◆ The problem: Make an exact copy of all the entries below, with the pictures left out.

## Start Record extracts

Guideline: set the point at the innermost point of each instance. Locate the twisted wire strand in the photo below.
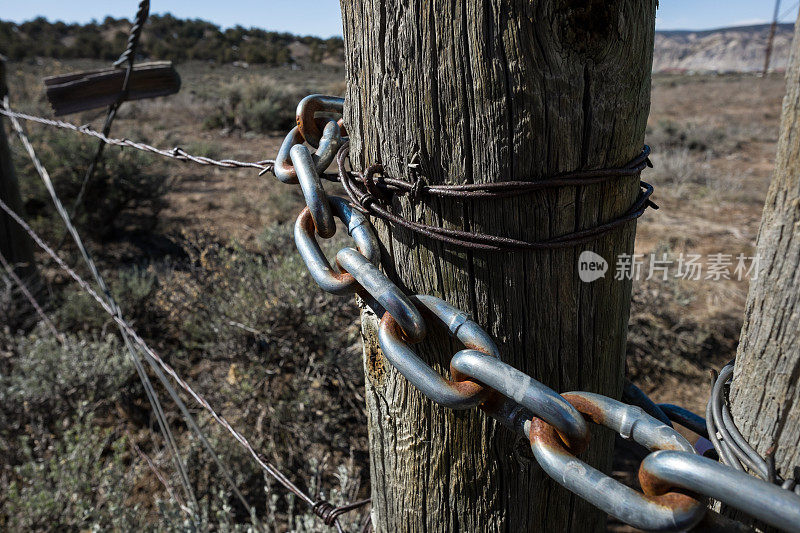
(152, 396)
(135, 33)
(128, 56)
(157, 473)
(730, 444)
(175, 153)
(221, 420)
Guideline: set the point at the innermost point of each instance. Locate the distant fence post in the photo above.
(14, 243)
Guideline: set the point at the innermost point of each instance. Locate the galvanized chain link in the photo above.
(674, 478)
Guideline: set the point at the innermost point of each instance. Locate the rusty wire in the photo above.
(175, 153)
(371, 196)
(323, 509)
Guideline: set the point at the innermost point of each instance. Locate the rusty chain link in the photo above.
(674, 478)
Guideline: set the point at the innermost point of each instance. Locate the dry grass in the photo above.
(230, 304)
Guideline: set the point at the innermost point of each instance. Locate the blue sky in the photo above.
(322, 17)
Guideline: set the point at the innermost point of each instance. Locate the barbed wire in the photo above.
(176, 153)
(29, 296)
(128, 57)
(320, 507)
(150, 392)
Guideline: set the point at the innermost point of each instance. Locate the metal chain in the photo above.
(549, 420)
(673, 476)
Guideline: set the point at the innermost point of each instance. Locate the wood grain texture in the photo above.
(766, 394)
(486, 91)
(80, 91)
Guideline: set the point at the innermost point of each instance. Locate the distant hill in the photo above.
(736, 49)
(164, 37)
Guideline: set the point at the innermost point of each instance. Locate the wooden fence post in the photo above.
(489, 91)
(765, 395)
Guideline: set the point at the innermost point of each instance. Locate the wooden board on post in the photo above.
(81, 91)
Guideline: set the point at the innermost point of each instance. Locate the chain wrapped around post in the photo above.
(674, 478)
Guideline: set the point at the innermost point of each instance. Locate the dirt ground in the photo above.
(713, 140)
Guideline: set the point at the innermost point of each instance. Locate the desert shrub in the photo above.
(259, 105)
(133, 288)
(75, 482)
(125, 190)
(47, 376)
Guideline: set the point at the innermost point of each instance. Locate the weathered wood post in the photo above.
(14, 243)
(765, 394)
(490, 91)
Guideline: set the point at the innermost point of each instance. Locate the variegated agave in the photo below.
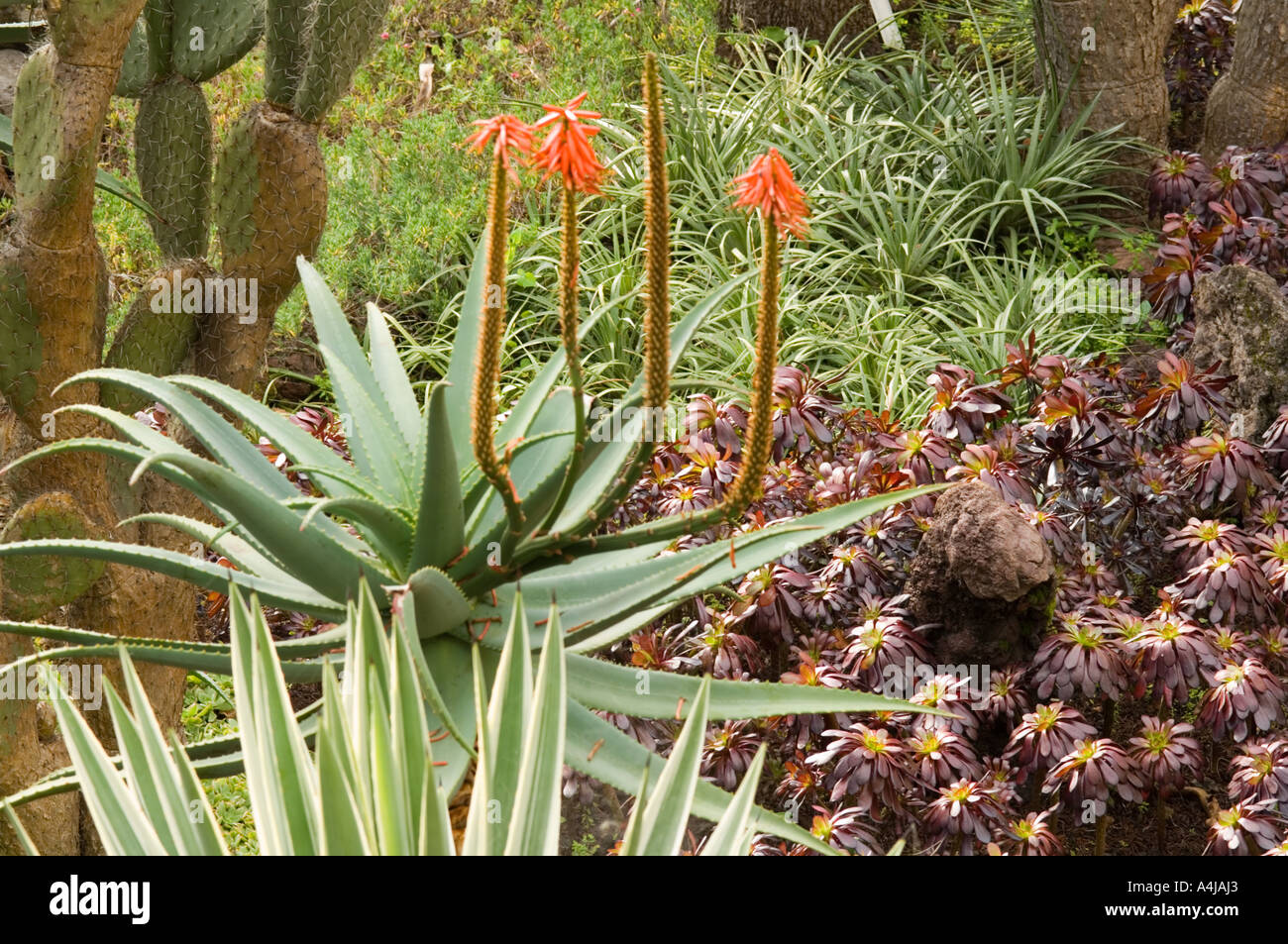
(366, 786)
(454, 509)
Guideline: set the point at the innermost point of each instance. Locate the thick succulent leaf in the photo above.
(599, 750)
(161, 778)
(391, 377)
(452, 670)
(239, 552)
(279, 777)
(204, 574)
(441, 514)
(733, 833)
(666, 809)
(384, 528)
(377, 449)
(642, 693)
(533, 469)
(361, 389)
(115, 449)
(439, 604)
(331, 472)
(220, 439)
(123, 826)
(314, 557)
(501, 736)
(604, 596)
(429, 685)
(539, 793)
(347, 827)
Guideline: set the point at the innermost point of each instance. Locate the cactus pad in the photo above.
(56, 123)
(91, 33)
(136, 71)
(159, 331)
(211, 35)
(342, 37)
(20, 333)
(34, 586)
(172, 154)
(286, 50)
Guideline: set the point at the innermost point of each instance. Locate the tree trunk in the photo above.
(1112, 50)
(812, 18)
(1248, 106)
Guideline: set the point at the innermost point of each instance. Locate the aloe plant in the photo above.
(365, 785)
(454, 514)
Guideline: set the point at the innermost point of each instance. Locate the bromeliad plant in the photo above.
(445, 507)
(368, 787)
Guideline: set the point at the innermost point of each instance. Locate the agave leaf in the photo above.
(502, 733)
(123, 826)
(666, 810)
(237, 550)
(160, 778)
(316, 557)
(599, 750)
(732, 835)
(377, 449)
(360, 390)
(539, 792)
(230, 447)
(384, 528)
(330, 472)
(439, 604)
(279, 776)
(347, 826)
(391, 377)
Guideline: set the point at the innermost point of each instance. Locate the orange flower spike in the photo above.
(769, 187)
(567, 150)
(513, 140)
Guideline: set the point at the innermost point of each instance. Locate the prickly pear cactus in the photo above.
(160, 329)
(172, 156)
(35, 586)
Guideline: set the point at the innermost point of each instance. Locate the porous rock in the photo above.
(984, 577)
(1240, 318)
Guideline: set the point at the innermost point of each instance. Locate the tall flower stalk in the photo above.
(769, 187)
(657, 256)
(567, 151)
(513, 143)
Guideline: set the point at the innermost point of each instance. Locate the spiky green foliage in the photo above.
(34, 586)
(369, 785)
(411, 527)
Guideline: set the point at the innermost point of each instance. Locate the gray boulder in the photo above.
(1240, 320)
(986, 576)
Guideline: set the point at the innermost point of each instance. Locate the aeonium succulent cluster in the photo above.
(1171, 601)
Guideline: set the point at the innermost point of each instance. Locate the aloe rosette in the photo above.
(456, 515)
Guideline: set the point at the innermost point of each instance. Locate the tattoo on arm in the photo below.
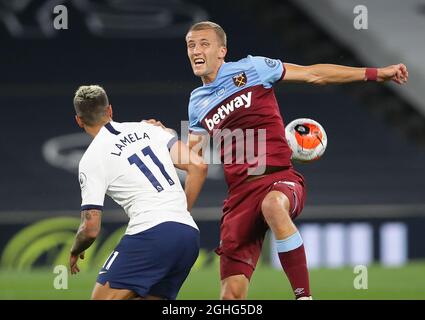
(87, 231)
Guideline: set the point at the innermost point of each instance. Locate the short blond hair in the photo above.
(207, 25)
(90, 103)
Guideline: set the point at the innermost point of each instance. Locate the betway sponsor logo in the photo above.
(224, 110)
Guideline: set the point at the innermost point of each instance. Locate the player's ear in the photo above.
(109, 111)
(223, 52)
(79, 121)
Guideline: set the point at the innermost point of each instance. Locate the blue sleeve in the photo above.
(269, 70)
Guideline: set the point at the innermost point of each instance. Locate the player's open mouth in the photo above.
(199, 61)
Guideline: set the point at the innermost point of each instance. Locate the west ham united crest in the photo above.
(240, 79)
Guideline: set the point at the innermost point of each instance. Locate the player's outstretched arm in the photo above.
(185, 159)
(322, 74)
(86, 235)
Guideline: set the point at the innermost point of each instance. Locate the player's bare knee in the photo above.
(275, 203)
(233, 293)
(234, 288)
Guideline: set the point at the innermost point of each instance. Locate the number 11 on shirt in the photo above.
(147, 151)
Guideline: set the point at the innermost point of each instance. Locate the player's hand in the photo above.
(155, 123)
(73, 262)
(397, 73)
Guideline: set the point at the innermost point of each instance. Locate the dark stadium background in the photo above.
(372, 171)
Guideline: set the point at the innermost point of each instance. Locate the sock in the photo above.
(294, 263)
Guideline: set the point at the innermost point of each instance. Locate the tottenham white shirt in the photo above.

## End Record extracts

◆ Solution for this exercise:
Guideline: set the point at the innermost point of each instance. Locate the twisted wire strand in the photo below.
(152, 396)
(135, 33)
(128, 56)
(157, 473)
(730, 444)
(175, 153)
(221, 420)
Guideline: set the point at the innermost point of each instance. Locate the distant fence post in the photo above.
(14, 243)
Guideline: set the point at the innermost point of each instance. Locate the galvanized chain link in the photo above.
(674, 478)
Guideline: set the point at the innermost point of each instance. Locate the rusty wire in the photo above.
(175, 153)
(371, 196)
(323, 509)
Guideline: set the point at the innermost point of each instance. Locate the rusty chain link in the photo above.
(674, 478)
Guideline: set the point at the innermost point of each instance. Locate the dry grass in the photo above.
(230, 304)
Guideline: set the point at the innermost point of each instance. Locate the blue sky in the photo above.
(322, 17)
Guideline: set the point at the innermost point of each instance. Locate the barbed wire in the photo above.
(176, 153)
(29, 296)
(128, 57)
(320, 507)
(150, 392)
Guideline: set the point at the innermost point of each instance. Locate the metal chain in the photo above.
(549, 420)
(673, 476)
Guideline: set the point at the innermost point of each instance. Locate the wood grain texture in the photo above.
(766, 394)
(486, 91)
(80, 91)
Guideline: set the point at the innermost point of each instance. Locate the distant hill in the photo above.
(736, 49)
(164, 37)
Guideline: set the point at the innermost point of each instance. Locate the wooden fence post in the photo above.
(489, 91)
(765, 395)
Guideline: set the point at the innermost point of each instance. Locate the wooden board on post in the photo above.
(81, 91)
Guideline: set the point at the innermost point of each instance. Locate the chain wrapped around post in the photo above.
(674, 478)
Guideline: set the point at the innermost point of each instance. Locate the dirt ground in the photo above.
(713, 140)
Guideline: set the point at the innermost point of each instance. Locate the desert shrub in the photo above.
(259, 105)
(133, 288)
(75, 482)
(125, 190)
(47, 376)
Guideline: set the point at the innermost point of each instance. Locate the weathered wood post in the photo above.
(14, 243)
(765, 394)
(490, 91)
Guideline: set the point at the innermost point of each instance. Locate the variegated agave in the photo below.
(366, 786)
(454, 509)
Guideline: set the point at the innermost point of each instance. Locate the thick succulent leaf in the photo above.
(599, 750)
(161, 778)
(391, 377)
(452, 670)
(239, 552)
(279, 777)
(204, 574)
(441, 514)
(733, 833)
(666, 809)
(384, 528)
(377, 449)
(642, 693)
(533, 469)
(361, 389)
(115, 449)
(439, 604)
(331, 472)
(220, 439)
(123, 826)
(314, 557)
(501, 736)
(604, 596)
(429, 685)
(539, 793)
(347, 827)
Guideline: set the point at the innermost point of each instance. Locate the cactus pad in the photo above.
(56, 123)
(91, 33)
(136, 71)
(159, 331)
(211, 35)
(342, 37)
(20, 333)
(34, 586)
(172, 154)
(286, 50)
Guideline: set the point at the innermost point of each instance. Locate the tree trunk in the photo above.
(1112, 50)
(812, 18)
(1248, 106)
Guideline: set the point at the innermost point of each instance. Locate the aloe plant in the photo above.
(365, 785)
(454, 514)
Guideline: set the point at the innermost point of each instance. Locate the bromeliad plant in the photo above.
(445, 507)
(368, 787)
Guideline: set the point at the innermost point of each instance. Locate the agave leaf in the photo above.
(502, 733)
(123, 826)
(666, 810)
(237, 550)
(160, 778)
(316, 557)
(599, 750)
(732, 835)
(377, 449)
(360, 390)
(539, 792)
(230, 447)
(384, 528)
(330, 472)
(439, 604)
(279, 776)
(347, 826)
(391, 377)
Guideline: set the point at the innermost point of each instance. Locate the orange flower spike in the photo above.
(769, 187)
(567, 150)
(513, 140)
Guideline: set the point at the innermost point of each instance. Locate the prickly pear cactus in the photo above.
(160, 329)
(172, 156)
(35, 586)
Guideline: set the point at the innermost point of each instance. Locate the porous rock in the photo above.
(984, 577)
(1240, 318)
Guideline: set the point at the innermost point of each instance. Locate the tall flower stalk in the photo above.
(769, 187)
(657, 256)
(567, 151)
(513, 143)
Guideline: set the point at the innermost point of each instance. Locate the spiky green foliage in the photo above.
(34, 586)
(369, 785)
(411, 527)
Guideline: set the point at the innermost point of each instance. Locate the gray boulder in the photo above.
(1240, 320)
(986, 576)
Guideline: set the point at the innermost point of each instance. Locate the aeonium succulent cluster in the photo above.
(1171, 601)
Guideline: set the point at the innermost point of each instance. Locate the aloe rosette in the photo above.
(456, 515)
Guideline: set the point at the innermost point of each instance. Locate the tattoo on arm in the photo below.
(87, 231)
Guideline: set the point at the innermost point of each instance. Locate the short blond hair in the photo above.
(207, 25)
(90, 103)
Guideline: set the point at the innermost point of each instance. Locate the betway sponsor logo in the photo above.
(224, 110)
Guideline: set the point at the innermost point of each instance. Locate the player's ear in the photo above.
(109, 111)
(223, 52)
(79, 121)
Guideline: set the point at the innermost point of each instance. Locate the blue sleeve in the photo above.
(269, 70)
Guideline: set the point at the innermost point of each instance. Locate the player's open mouth in the photo above.
(199, 61)
Guideline: set the point at the innermost point of each instance. Locate the west ham united crest in the photo above.
(240, 79)
Guideline: set the point at the innermost point of each instance. Locate the player's outstretched arm in the photo above.
(185, 159)
(322, 74)
(86, 235)
Guideline: set the point at the innermost point of each instance. Locate the player's bare knee in the photo above.
(275, 203)
(233, 293)
(234, 288)
Guideline: set the point at the innermost point of each instance. Locate the number 11 on shirt in the photo above.
(147, 151)
Guideline: set the point at the innermost point of each instance. Locate the player's hand in the photo above.
(155, 123)
(73, 262)
(397, 73)
Guideline: set the point at the innermost point of each instance. Locate the dark stadium background in the photo above.
(372, 171)
Guideline: set the point at the innermost point of each instance. Locate the sock in the photo above.
(294, 263)
Guideline: set the point at the innermost point of each instance. Locate the tottenham white shirt in the photo above.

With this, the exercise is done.